▼

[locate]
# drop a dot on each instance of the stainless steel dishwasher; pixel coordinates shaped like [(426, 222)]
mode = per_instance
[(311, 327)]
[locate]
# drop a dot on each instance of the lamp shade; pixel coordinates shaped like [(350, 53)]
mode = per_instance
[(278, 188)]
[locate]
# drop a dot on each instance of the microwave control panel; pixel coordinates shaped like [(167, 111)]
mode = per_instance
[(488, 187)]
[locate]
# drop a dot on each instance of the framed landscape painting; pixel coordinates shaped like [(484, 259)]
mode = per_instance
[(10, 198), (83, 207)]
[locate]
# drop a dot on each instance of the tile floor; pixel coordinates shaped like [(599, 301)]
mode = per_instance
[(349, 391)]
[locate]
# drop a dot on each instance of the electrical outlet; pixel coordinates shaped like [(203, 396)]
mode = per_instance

▲

# Exercise description
Among the lines of the entries, count those containing the string "drop" and give only the number.

# Response below
6